▶ **PROVIDED DATA**:

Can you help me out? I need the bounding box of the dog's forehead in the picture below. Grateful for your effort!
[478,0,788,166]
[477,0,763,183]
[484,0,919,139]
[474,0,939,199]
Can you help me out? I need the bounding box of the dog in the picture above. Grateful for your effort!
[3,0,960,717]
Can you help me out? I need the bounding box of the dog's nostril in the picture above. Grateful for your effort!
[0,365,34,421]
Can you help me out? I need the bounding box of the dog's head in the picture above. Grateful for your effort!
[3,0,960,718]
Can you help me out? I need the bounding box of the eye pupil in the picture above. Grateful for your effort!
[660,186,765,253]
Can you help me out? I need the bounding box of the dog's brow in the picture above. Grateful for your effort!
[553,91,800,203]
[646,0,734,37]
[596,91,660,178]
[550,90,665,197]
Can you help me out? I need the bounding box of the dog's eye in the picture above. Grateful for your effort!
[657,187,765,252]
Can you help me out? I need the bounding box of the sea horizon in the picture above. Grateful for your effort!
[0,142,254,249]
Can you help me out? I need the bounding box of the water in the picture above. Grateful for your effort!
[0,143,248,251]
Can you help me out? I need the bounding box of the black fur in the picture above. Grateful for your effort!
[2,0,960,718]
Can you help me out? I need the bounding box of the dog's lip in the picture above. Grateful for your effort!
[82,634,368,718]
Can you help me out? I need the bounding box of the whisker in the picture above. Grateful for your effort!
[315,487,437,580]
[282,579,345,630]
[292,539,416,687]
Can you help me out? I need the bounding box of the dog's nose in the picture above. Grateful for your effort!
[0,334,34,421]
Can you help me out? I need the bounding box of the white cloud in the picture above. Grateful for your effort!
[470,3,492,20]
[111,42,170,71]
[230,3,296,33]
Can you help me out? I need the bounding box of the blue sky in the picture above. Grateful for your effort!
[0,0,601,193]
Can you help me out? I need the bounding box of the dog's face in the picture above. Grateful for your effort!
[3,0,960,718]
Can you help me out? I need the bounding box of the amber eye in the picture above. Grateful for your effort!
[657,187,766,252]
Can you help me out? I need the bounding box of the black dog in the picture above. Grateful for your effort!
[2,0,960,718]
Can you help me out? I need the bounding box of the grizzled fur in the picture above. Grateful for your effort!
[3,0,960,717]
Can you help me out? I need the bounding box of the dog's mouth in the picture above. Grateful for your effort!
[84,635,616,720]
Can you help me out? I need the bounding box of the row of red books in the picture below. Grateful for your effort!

▶ **WHAT TO WORK ON**:
Retype all of the material. Each line must match exactly.

▶ **ANSWER SECTION**:
Can you help me out? I need the bounding box of the dog's forehead in the picture below. Grateful for your effort!
[478,0,788,166]
[477,0,763,183]
[484,0,919,139]
[474,0,939,199]
Can you help me out? I need the bounding box of the dog in the picture above. Grateful for your effort!
[3,0,960,717]
Can you help me out? I need the bounding box of the dog's nostril in the picture above. Grateful for your effort!
[0,365,34,421]
Can you help me out? I need the bounding box of the dog's head in the picture above. Grateful for your effort!
[3,0,960,718]
Can you help me out? I need the bounding box of the eye pupil in the picture above. Grateful for your effort!
[660,186,765,253]
Can you help me out? I need the bounding box of the dog's brow in the picture above. Grateful for your effort!
[553,91,800,203]
[646,0,734,37]
[596,91,660,178]
[550,90,665,197]
Can you help me out? I need the bounding box of the dog's eye in the picture above. Grateful for your effort!
[657,187,765,252]
Can you help me out? I need the bounding box of the sea horizon in the picture above. Grateful for your effort!
[0,142,254,249]
Can you help me out? I need the bounding box of the water in the picture above. Grateful for your effort!
[0,143,248,251]
Can you help me out? I need the bounding box of the black fur in the picture above. Grateful for your effort!
[2,0,960,718]
Can you help me out? I need the bounding box of the dog's lip in the picture above. Grateful for your effort!
[82,634,368,718]
Can you help me out? I need the bounding box of the whisker in the picture above. Grateful for your effort!
[315,487,437,580]
[282,579,345,630]
[292,539,416,687]
Can you help me out? I need the bounding box of the dog's nose in the picture above. Grateful for your effort!
[0,334,34,421]
Can you help me out? I need the bounding box of the white cloud in the picture above. Grateful for your effort!
[470,3,492,20]
[111,42,170,71]
[230,3,296,33]
Can you help me out? I need the bounding box of the blue sky in the picture above. Grateful for your effort!
[0,0,601,193]
Can you help me out? I need the bounding box of the dog's face in the picture above. Grateful for your effort!
[3,0,960,718]
Can you help me out? I need the bounding box of the amber eye in the picture above. Grateful for your effort!
[657,187,766,252]
Can you help me out? I need the bounding box of the black dog in the picture above. Grateful for your effort!
[2,0,960,718]
Can you help me out? I need the bounding box of the grizzled fur in the picture above. Grateful for your effort!
[3,0,960,717]
Can you help me out? I need the bounding box of the dog's mouth in the picture above. Grateful for your effort!
[84,635,616,720]
Can you help me out? I need the bounding box of the row of red books in the picture below. Grateful for your effort!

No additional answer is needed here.